OPDRACHTEN
1. Beantwoord deze vragen over het tekstfragment:
(a) Op welke datum en in welke plaats vond de aanrijding plaats?
(b) Op welke datum volgde de vrijspraak bij het hof?
(c) Van welke datum was de brief waarmee klager de klacht bij de deken indiende?
2. Herhaal letterlijk het stuk van het tekstfragment dat begint bij "1.4 Bij brief" en eindigt bij "is hij ontvankelijk.".

:: TEKSTFRAGMENT ::

1.2 Op 21 oktober 2008 vond te Assen een aanrijding plaats tussen de cliënte van verweerder (mevrouw S.), die een auto bestuurde, en klager die een quad bereed. Mevrouw S. werd strafrechtelijk vervolgd. Zij werd gedagvaard omdat zij met haar weggedrag, kort gezegd, gevaar op de weg zou hebben veroorzaakt of althans zou kunnen hebben veroorzaakt en/of het verkeer op die weg zou hebben gehinderd of althans zou hebben kunnen hinderen.
1.3 Door de kantonrechter te Assen werd mevrouw S. bij vonnis van 19 augustus 2009 veroordeeld. Verweerder stond haar bij. Van die veroordeling werd geappelleerd en vervolgens kwam het tot beroep in cassatie. De zaak werd door de Hoge Raad terugverwezen naar het hof (destijds het hof Leeuwarden). Daar volgde op 15 februari 2012 vrijspraak.
1.4 Bij brief van 12 december 2012 heeft klager de onderhavige klacht bij de deken ingediend.
2 KLACHT
2.1 De klacht houdt, zakelijk weergegeven, in dat verweerder tuchtrechtelijk verwijtbaar heeft gehandeld als bedoeld in artikel 46 Advocatenwet door:
gebruik te maken van verklaringen van zijn cliënte waarvan hij wist dat deze leugenachtig en in strijd met de waarheid waren en door bewijsmateriaal waarover hij beschikte niet over te leggen in de procedure.
3 BEOORDELING
3.1 Op de klacht kan, met toepassing van artikel 46g Advocatenwet, door de voorzitter worden beslist.
3.2 Klager is door het ongeval gedupeerd en heeft schade. Klager had er belang bij dat de verdediging van mevrouw S. door verweerder verliep zoals die door een goed en betamelijk handelend strafrecht advocaat behoort te worden gevoerd. In zoverre is hij ontvankelijk.
3.3 Klager en mevrouw S. hadden een verschillende lezing over de toedracht. Klager kan en mag het verweerder, gelet op verweerders kwaliteit van verdediger van mevrouw S., niet verwijten dat hij de lezing van zijn cliënte ondersteunde en bij zijn pleidooien aanknoping zocht bij hetgeen in het dossier vóór die lezing of tegen een bewezenverklaring van het haar verweten rijgedrag pleitte.

:::
:: GEGEVENSFRAGMENTEN ::

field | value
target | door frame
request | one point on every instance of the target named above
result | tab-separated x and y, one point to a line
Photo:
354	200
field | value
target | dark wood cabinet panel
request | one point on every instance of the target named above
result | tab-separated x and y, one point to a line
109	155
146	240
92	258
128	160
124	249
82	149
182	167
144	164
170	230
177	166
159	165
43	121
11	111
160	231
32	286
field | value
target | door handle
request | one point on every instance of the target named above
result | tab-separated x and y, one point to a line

:::
:: GEGEVENSFRAGMENTEN ::

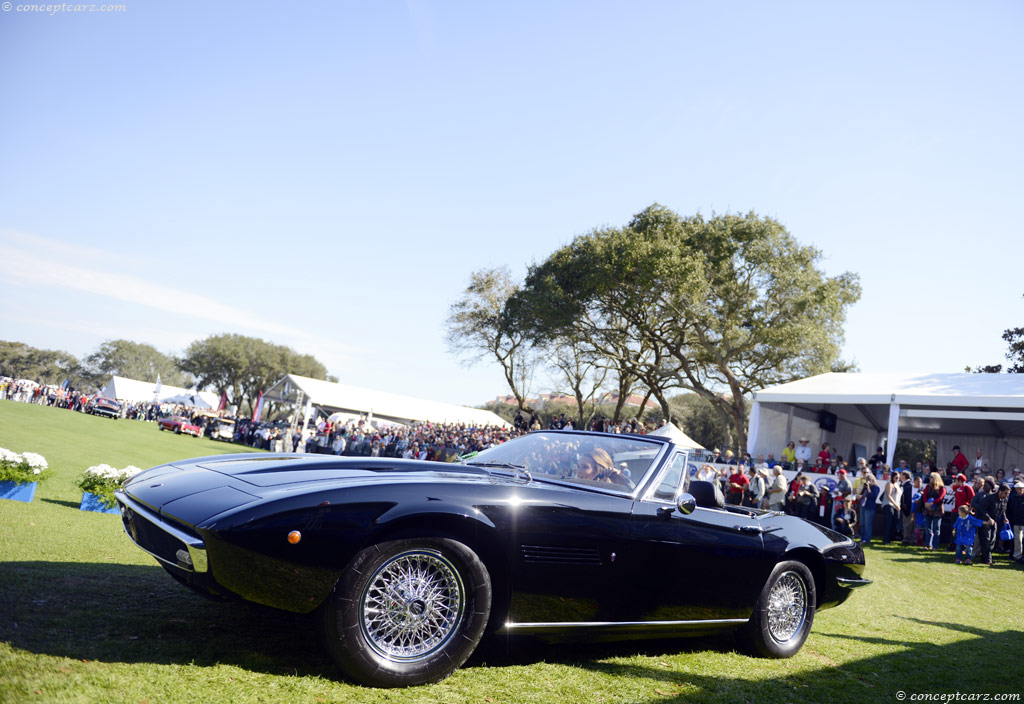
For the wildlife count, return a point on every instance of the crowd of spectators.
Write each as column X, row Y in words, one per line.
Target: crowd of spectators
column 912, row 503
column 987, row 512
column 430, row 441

:::
:: GEGEVENSFRAGMENTEN ::

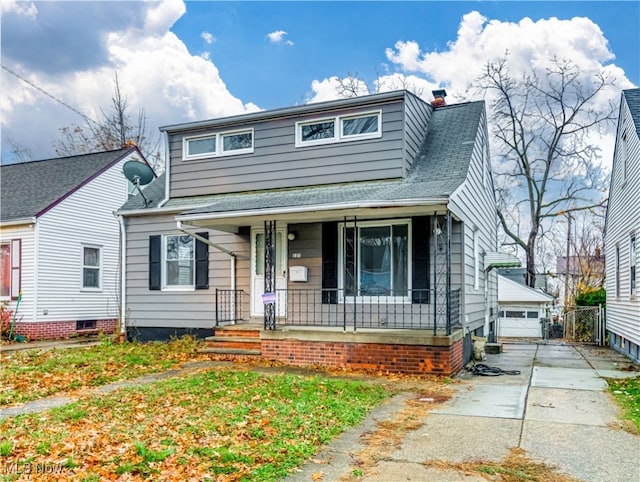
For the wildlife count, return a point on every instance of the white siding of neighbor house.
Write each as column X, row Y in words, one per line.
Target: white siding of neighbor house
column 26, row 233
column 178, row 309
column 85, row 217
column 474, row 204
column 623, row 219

:::

ANTWOORDEN
1.
(a) Op 21 oktober 2008 in Assen.
(b) Op 15 februari 2012.
(c) Van 12 december 2012.

2.
1.4 Bij brief van 12 december 2012 heeft klager de onderhavige klacht bij de deken ingediend.
2 KLACHT
2.1 De klacht houdt, zakelijk weergegeven, in dat verweerder tuchtrechtelijk verwijtbaar heeft gehandeld als bedoeld in artikel 46 Advocatenwet door:
gebruik te maken van verklaringen van zijn cliënte waarvan hij wist dat deze leugenachtig en in strijd met de waarheid waren en door bewijsmateriaal waarover hij beschikte niet over te leggen in de procedure.
3 BEOORDELING
3.1 Op de klacht kan, met toepassing van artikel 46g Advocatenwet, door de voorzitter worden beslist.
3.2 Klager is door het ongeval gedupeerd en heeft schade. Klager had er belang bij dat de verdediging van mevrouw S. door verweerder verliep zoals die door een goed en betamelijk handelend strafrecht advocaat behoort te worden gevoerd. In zoverre is hij ontvankelijk.